WHAT THE TASK ASKS:
Since only the total matters, count the lines of these entries containing the word "platform" and write that total alone.

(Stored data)
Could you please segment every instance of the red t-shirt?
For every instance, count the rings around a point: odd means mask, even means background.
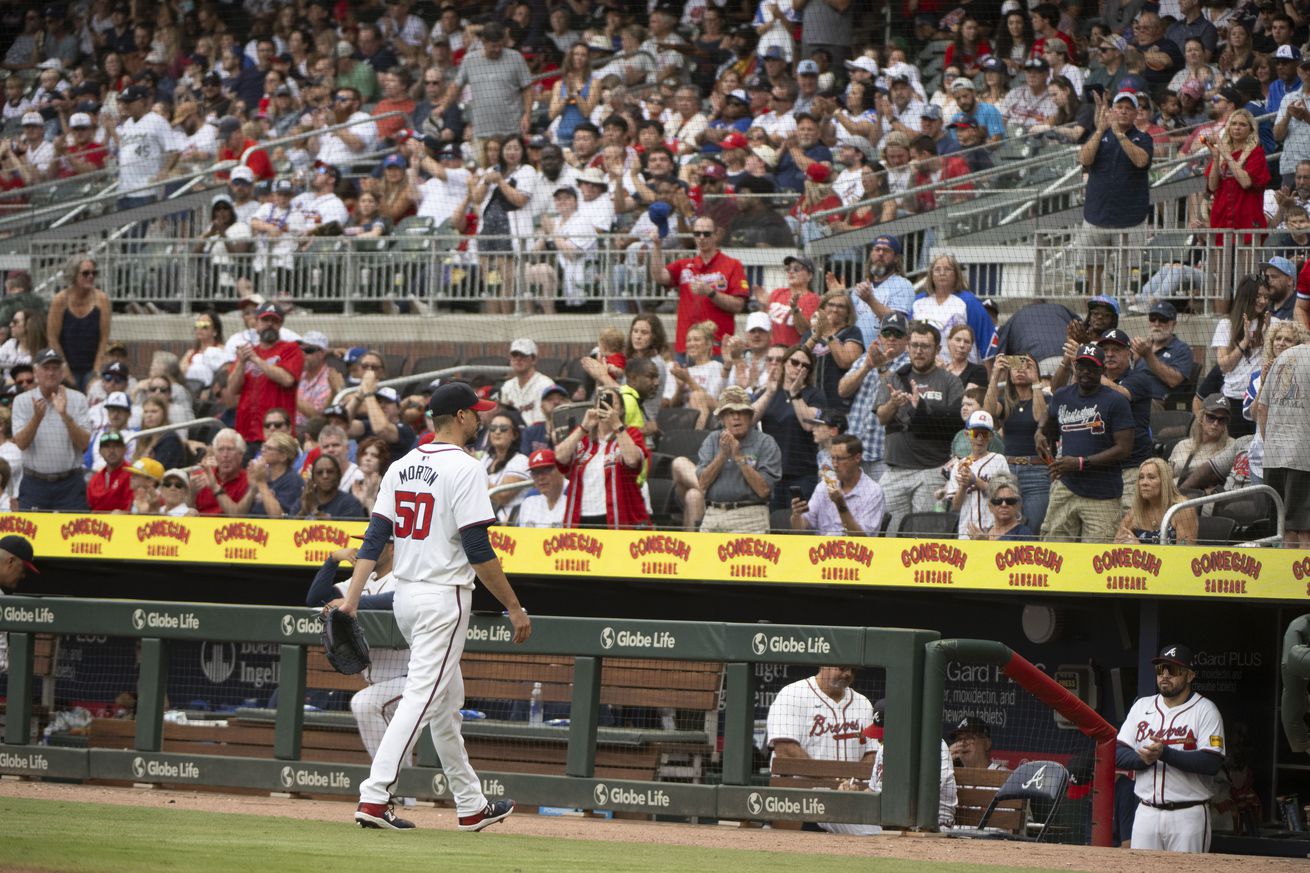
[[[384,97],[373,107],[373,117],[385,115],[388,112],[401,111],[405,117],[392,116],[390,118],[378,118],[373,125],[378,130],[378,139],[391,139],[396,135],[396,131],[409,126],[409,116],[414,114],[414,101],[408,97],[402,97],[399,100],[392,100]]]
[[[132,508],[132,470],[120,464],[117,470],[105,467],[91,475],[86,483],[86,506],[92,512],[124,512]]]
[[[813,291],[806,291],[796,301],[796,306],[800,309],[801,315],[806,318],[813,318],[814,313],[819,311],[820,302],[818,294]],[[796,330],[795,317],[791,311],[790,288],[775,288],[770,291],[769,305],[765,311],[769,315],[769,321],[773,322],[773,341],[775,343],[794,346],[801,341],[801,334],[800,331]]]
[[[270,364],[286,370],[293,380],[283,388],[265,376],[262,370],[256,369],[254,364],[246,365],[246,381],[241,386],[241,400],[237,403],[237,433],[247,442],[262,443],[264,413],[275,407],[288,412],[296,408],[296,383],[305,369],[305,353],[292,342],[276,342],[268,348],[260,344],[254,347],[254,352]],[[237,361],[235,366],[241,366],[241,362]]]
[[[237,474],[226,482],[220,482],[223,493],[232,500],[240,503],[241,498],[246,496],[246,490],[250,488],[250,480],[246,478],[246,471],[238,469]],[[218,505],[218,498],[214,492],[209,490],[209,486],[203,486],[196,490],[196,512],[201,515],[222,515],[223,507]]]
[[[241,148],[235,151],[220,146],[218,149],[218,160],[220,163],[223,161],[235,161],[246,153],[246,149],[253,145],[259,145],[259,143],[255,142],[253,139],[248,139],[242,142]],[[255,174],[256,182],[262,182],[265,179],[272,179],[277,175],[273,172],[273,162],[268,159],[268,152],[263,149],[255,149],[251,152],[250,157],[246,158],[246,166],[250,168],[250,172]],[[221,173],[215,173],[214,176],[215,178],[226,180],[228,173],[224,171]]]
[[[687,328],[702,321],[712,321],[717,353],[723,335],[737,332],[736,316],[715,306],[711,298],[692,291],[691,280],[702,277],[715,291],[732,297],[748,297],[750,286],[746,284],[746,270],[741,261],[723,252],[715,252],[708,264],[701,261],[700,255],[682,258],[669,264],[669,276],[673,279],[672,284],[678,286],[678,332],[674,349],[679,352],[687,350]]]
[[[97,170],[103,170],[105,168],[105,161],[109,157],[109,152],[104,147],[104,144],[98,142],[70,145],[68,148],[64,149],[64,153],[78,156]],[[77,173],[73,172],[70,167],[65,165],[62,161],[60,162],[59,178],[68,179],[76,175]]]

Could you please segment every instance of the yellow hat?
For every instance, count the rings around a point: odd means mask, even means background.
[[[164,465],[154,458],[138,458],[132,462],[130,469],[136,475],[148,476],[156,482],[162,482],[164,479]]]

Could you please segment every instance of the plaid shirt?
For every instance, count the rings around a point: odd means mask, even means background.
[[[907,349],[887,365],[885,372],[894,373],[909,362],[910,352]],[[855,392],[855,399],[851,401],[851,412],[846,419],[850,422],[849,432],[864,443],[866,462],[881,461],[883,446],[887,442],[887,429],[878,421],[878,414],[875,411],[883,375],[882,372],[871,370],[869,375],[864,377],[864,383],[860,385],[860,390]]]

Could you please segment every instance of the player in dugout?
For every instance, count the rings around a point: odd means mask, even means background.
[[[992,757],[992,729],[977,716],[960,719],[946,735],[951,761],[956,767],[978,770],[1008,770],[1004,761]]]
[[[363,539],[363,537],[357,537]],[[339,605],[345,596],[350,580],[334,581],[337,567],[341,563],[353,564],[357,548],[337,549],[323,566],[319,567],[314,582],[305,595],[308,606],[321,606],[324,614]],[[377,565],[364,582],[364,593],[360,597],[360,609],[391,610],[395,597],[395,577],[391,575],[392,547],[390,544],[382,549]],[[405,673],[409,667],[409,649],[384,649],[373,647],[369,652],[371,663],[364,671],[364,680],[368,686],[361,688],[350,698],[350,711],[359,725],[359,736],[364,741],[364,748],[369,757],[377,754],[382,734],[387,730],[387,722],[396,711],[400,698],[405,691]]]

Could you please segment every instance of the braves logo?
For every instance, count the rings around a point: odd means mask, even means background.
[[[296,771],[290,767],[283,767],[282,772],[278,774],[278,778],[282,780],[283,788],[296,787]]]
[[[1023,787],[1025,789],[1035,788],[1038,791],[1041,791],[1042,783],[1045,781],[1046,781],[1046,765],[1043,764],[1042,766],[1037,768],[1036,773],[1028,777],[1028,779],[1023,783]]]
[[[678,283],[690,285],[695,281],[702,282],[715,291],[728,290],[728,277],[722,273],[697,273],[691,267],[683,267],[682,272],[678,274]]]
[[[815,713],[810,722],[810,736],[821,737],[832,734],[834,740],[849,740],[860,735],[862,725],[858,721],[828,721],[828,717]]]
[[[435,795],[437,795],[438,797],[442,797],[442,796],[445,795],[445,793],[446,793],[446,774],[445,774],[445,773],[433,773],[433,774],[432,774],[432,793],[435,794]]]
[[[1168,656],[1168,653],[1165,653]],[[1163,730],[1153,731],[1149,722],[1139,721],[1137,723],[1137,742],[1144,743],[1150,740],[1154,743],[1164,743],[1166,746],[1182,746],[1184,751],[1191,752],[1196,750],[1196,732],[1187,725],[1175,725],[1164,728]]]
[[[764,812],[764,798],[760,797],[757,792],[752,791],[746,796],[746,811],[751,815],[759,815]]]
[[[1061,406],[1059,421],[1061,433],[1075,433],[1080,430],[1094,434],[1105,433],[1105,419],[1101,418],[1101,410],[1094,406],[1086,406],[1082,409],[1066,409]]]
[[[757,655],[763,655],[765,648],[768,646],[768,640],[764,634],[756,634],[751,638],[751,651]]]

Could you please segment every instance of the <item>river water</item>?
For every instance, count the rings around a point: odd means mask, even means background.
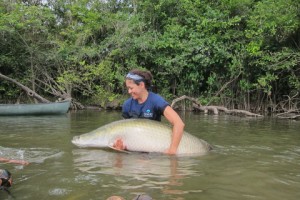
[[[181,113],[186,131],[214,146],[208,155],[177,157],[80,149],[75,135],[121,119],[119,112],[0,117],[0,163],[14,178],[0,199],[126,200],[146,193],[167,200],[298,200],[300,121]],[[163,121],[163,123],[166,123]]]

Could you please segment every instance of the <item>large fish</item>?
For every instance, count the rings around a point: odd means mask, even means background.
[[[163,153],[170,146],[171,127],[147,119],[126,119],[104,125],[89,133],[74,136],[78,147],[112,148],[121,139],[127,151]],[[177,154],[206,154],[212,147],[187,132],[183,133]]]

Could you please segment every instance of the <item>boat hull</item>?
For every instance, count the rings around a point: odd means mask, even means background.
[[[0,104],[0,116],[60,115],[68,112],[71,101],[38,104]]]

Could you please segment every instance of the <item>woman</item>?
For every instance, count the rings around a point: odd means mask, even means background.
[[[0,169],[0,189],[7,189],[12,185],[12,176],[6,169]]]
[[[166,154],[176,154],[179,146],[184,123],[169,103],[160,95],[150,91],[152,74],[149,71],[131,70],[125,80],[128,93],[131,95],[122,108],[122,116],[129,118],[146,118],[161,121],[161,116],[172,124],[172,139]],[[121,140],[114,144],[117,149],[124,149]]]

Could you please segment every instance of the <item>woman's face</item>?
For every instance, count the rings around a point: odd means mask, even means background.
[[[140,82],[140,84],[137,85],[133,80],[126,79],[125,84],[128,93],[131,95],[133,99],[139,99],[142,93],[146,90],[144,82]]]

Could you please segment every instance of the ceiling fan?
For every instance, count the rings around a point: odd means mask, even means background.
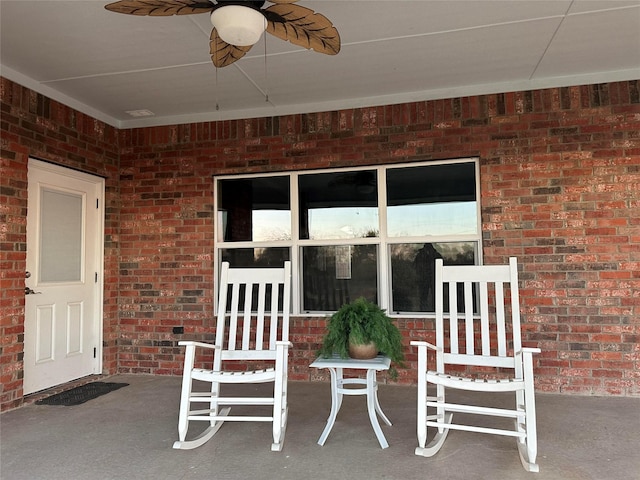
[[[340,51],[340,35],[331,21],[313,10],[293,5],[298,0],[120,0],[107,10],[128,15],[191,15],[211,13],[211,60],[226,67],[242,58],[265,30],[282,40],[327,55]]]

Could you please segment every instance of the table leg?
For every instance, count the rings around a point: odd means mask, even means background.
[[[375,375],[376,375],[375,372],[374,372],[373,375],[374,375],[374,379],[373,380],[375,382]],[[391,426],[392,425],[391,424],[391,420],[389,420],[387,418],[387,416],[384,414],[384,412],[382,411],[382,407],[380,406],[380,401],[378,400],[378,384],[377,383],[375,384],[374,392],[375,392],[374,398],[375,398],[376,412],[378,413],[378,415],[380,415],[380,418],[384,421],[384,423],[386,423],[387,425]]]
[[[327,441],[327,437],[333,428],[333,424],[336,421],[336,416],[338,415],[338,410],[342,406],[342,394],[338,392],[338,381],[342,380],[342,369],[338,369],[339,372],[336,372],[335,368],[329,368],[331,372],[331,413],[329,414],[329,418],[327,419],[327,426],[324,427],[322,431],[322,435],[318,439],[318,445],[324,445],[324,442]],[[340,377],[338,379],[338,377]]]
[[[389,443],[387,443],[387,439],[382,433],[382,428],[380,428],[380,423],[378,422],[376,413],[380,414],[387,425],[391,425],[391,422],[385,414],[382,413],[382,409],[380,408],[380,403],[378,402],[378,386],[376,384],[376,371],[373,369],[367,370],[367,410],[369,411],[371,426],[373,427],[373,431],[376,433],[376,437],[378,437],[380,446],[382,448],[389,447]]]
[[[334,386],[335,391],[336,391],[336,398],[338,399],[338,408],[336,408],[336,414],[340,411],[340,408],[342,407],[342,382],[344,380],[344,376],[343,376],[343,371],[341,368],[336,368],[336,381]]]

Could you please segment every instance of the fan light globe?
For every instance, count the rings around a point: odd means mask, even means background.
[[[225,42],[246,47],[260,40],[267,19],[258,10],[242,5],[227,5],[211,12],[211,23]]]

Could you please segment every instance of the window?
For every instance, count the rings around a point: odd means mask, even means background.
[[[434,261],[480,259],[477,160],[215,178],[216,265],[291,260],[293,313],[434,310]]]

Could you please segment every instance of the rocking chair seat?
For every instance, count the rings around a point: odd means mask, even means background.
[[[433,371],[427,372],[427,382],[474,392],[515,392],[516,390],[521,390],[524,386],[523,381],[514,380],[513,378],[465,378]]]
[[[211,372],[203,368],[194,368],[191,374],[194,380],[204,382],[218,381],[223,383],[247,383],[249,378],[252,383],[270,382],[276,378],[276,369],[251,370],[248,372]]]

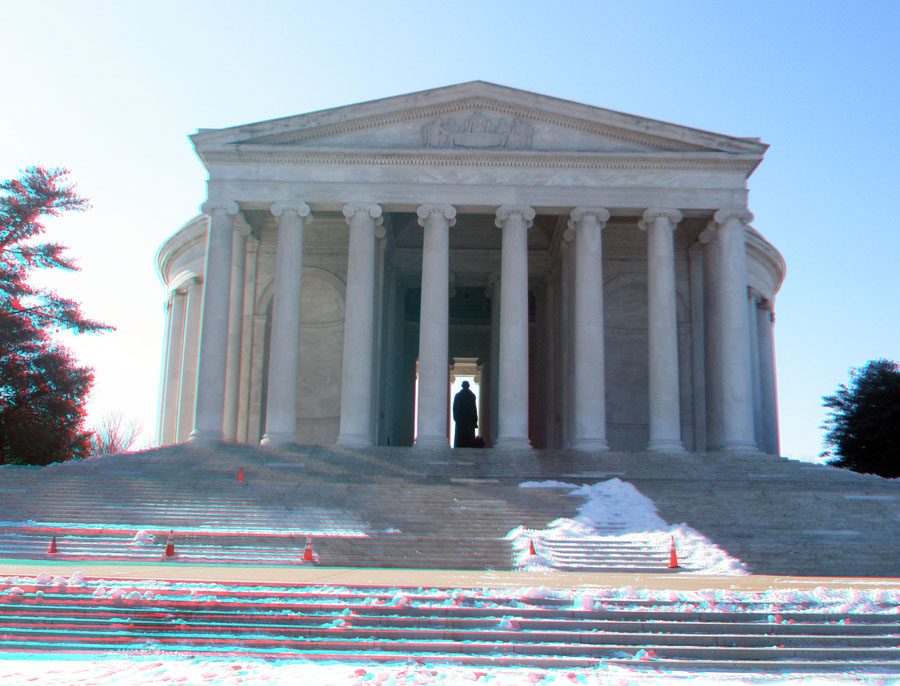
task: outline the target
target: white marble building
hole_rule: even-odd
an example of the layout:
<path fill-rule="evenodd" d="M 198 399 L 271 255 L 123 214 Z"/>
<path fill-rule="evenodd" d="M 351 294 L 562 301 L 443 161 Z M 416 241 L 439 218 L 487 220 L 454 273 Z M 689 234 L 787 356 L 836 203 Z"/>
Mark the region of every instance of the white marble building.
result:
<path fill-rule="evenodd" d="M 191 139 L 161 445 L 446 446 L 459 360 L 497 448 L 778 452 L 758 139 L 480 81 Z"/>

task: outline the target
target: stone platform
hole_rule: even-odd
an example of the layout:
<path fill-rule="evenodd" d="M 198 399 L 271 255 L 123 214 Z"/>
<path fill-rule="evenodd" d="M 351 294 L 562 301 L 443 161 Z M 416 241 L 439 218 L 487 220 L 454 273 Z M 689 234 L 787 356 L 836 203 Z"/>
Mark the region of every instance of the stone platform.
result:
<path fill-rule="evenodd" d="M 312 536 L 328 566 L 503 570 L 512 565 L 508 531 L 543 528 L 581 503 L 519 483 L 612 477 L 755 574 L 898 575 L 895 482 L 715 453 L 189 444 L 43 469 L 4 467 L 0 558 L 47 559 L 56 535 L 57 559 L 147 562 L 175 530 L 176 561 L 184 563 L 294 564 Z M 155 534 L 155 544 L 132 542 L 139 530 Z M 637 552 L 597 568 L 664 567 L 659 551 Z"/>

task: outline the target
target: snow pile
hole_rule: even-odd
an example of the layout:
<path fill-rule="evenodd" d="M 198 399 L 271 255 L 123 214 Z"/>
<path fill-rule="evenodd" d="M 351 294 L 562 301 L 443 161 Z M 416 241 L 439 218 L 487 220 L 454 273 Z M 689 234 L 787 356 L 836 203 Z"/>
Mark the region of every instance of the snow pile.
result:
<path fill-rule="evenodd" d="M 520 487 L 566 489 L 570 495 L 583 497 L 585 502 L 574 518 L 555 519 L 543 530 L 518 527 L 506 535 L 512 541 L 519 569 L 550 571 L 555 567 L 552 555 L 542 550 L 542 540 L 599 539 L 644 544 L 653 550 L 668 551 L 674 536 L 679 563 L 685 571 L 724 575 L 749 573 L 743 562 L 696 529 L 687 524 L 667 524 L 657 513 L 652 500 L 621 479 L 582 486 L 561 481 L 529 481 Z M 532 554 L 532 547 L 535 554 Z"/>
<path fill-rule="evenodd" d="M 666 523 L 656 513 L 653 501 L 627 481 L 609 479 L 573 487 L 570 495 L 585 498 L 575 520 L 591 527 L 615 527 L 621 533 L 658 531 Z M 564 528 L 562 522 L 557 528 Z M 551 522 L 550 526 L 553 527 Z"/>

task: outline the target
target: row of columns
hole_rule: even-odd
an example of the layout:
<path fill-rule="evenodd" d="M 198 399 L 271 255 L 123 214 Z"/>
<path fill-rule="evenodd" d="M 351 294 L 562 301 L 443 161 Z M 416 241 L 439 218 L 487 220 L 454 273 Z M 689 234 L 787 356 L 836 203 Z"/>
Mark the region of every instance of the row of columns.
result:
<path fill-rule="evenodd" d="M 179 389 L 178 406 L 193 408 L 193 430 L 185 436 L 187 417 L 179 417 L 175 435 L 162 422 L 161 442 L 233 440 L 239 377 L 240 308 L 243 288 L 246 232 L 235 231 L 235 203 L 207 203 L 209 216 L 206 271 L 202 281 L 203 316 L 199 352 L 189 355 L 187 339 L 192 317 L 199 313 L 199 283 L 176 291 L 169 316 L 166 374 L 178 370 L 177 385 L 167 378 L 165 388 Z M 373 341 L 375 241 L 383 236 L 382 209 L 374 203 L 344 207 L 350 225 L 341 423 L 338 443 L 366 446 L 373 443 Z M 275 204 L 279 234 L 275 270 L 269 378 L 264 444 L 297 443 L 296 408 L 299 374 L 300 302 L 303 267 L 303 230 L 312 221 L 306 203 Z M 425 204 L 417 210 L 423 227 L 422 310 L 419 339 L 419 404 L 416 445 L 447 445 L 447 359 L 449 338 L 449 230 L 456 209 L 447 204 Z M 490 373 L 497 388 L 495 421 L 500 449 L 522 450 L 528 439 L 528 242 L 535 211 L 528 206 L 502 206 L 495 224 L 502 231 L 498 320 L 492 327 Z M 605 450 L 606 409 L 603 331 L 603 228 L 610 214 L 603 207 L 578 207 L 569 218 L 566 240 L 574 242 L 574 442 L 580 450 Z M 651 208 L 639 226 L 647 231 L 648 347 L 650 426 L 647 448 L 681 451 L 681 413 L 678 378 L 678 330 L 675 301 L 673 232 L 681 221 L 673 208 Z M 746 257 L 744 230 L 752 215 L 744 209 L 720 210 L 710 230 L 708 282 L 713 295 L 707 303 L 710 344 L 716 350 L 717 369 L 709 370 L 717 388 L 721 444 L 726 450 L 755 450 L 753 386 L 749 366 L 749 324 L 746 316 Z M 236 259 L 233 259 L 235 257 Z M 193 297 L 192 297 L 193 296 Z M 183 308 L 183 316 L 176 309 Z M 178 324 L 182 322 L 182 324 Z M 187 322 L 187 325 L 184 324 Z M 183 331 L 178 331 L 184 326 Z M 175 352 L 172 344 L 184 340 Z M 229 351 L 232 351 L 229 354 Z M 181 355 L 181 364 L 175 356 Z M 196 370 L 190 361 L 197 361 Z M 194 375 L 193 373 L 196 372 Z M 196 386 L 189 382 L 196 378 Z M 196 391 L 196 392 L 195 392 Z M 166 391 L 169 392 L 168 390 Z M 189 397 L 194 396 L 194 397 Z M 193 402 L 192 402 L 193 401 Z M 163 399 L 163 407 L 170 403 Z M 231 427 L 223 433 L 223 426 Z M 168 432 L 169 434 L 171 431 Z"/>
<path fill-rule="evenodd" d="M 566 240 L 575 247 L 574 440 L 577 450 L 606 450 L 601 233 L 609 220 L 604 207 L 575 208 Z M 680 452 L 678 325 L 675 304 L 673 232 L 676 209 L 652 208 L 638 226 L 647 231 L 647 315 L 650 426 L 648 450 Z"/>

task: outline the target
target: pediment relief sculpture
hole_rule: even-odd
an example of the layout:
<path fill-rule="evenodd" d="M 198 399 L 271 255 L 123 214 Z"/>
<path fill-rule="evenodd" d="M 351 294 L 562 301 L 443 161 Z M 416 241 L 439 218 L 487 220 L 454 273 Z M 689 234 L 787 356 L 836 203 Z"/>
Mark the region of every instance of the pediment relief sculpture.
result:
<path fill-rule="evenodd" d="M 443 117 L 422 126 L 426 148 L 508 148 L 528 150 L 534 127 L 522 119 L 490 117 L 475 111 L 468 117 Z"/>

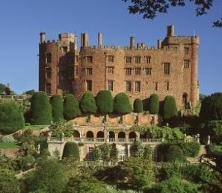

RESULT OF THE TASK:
2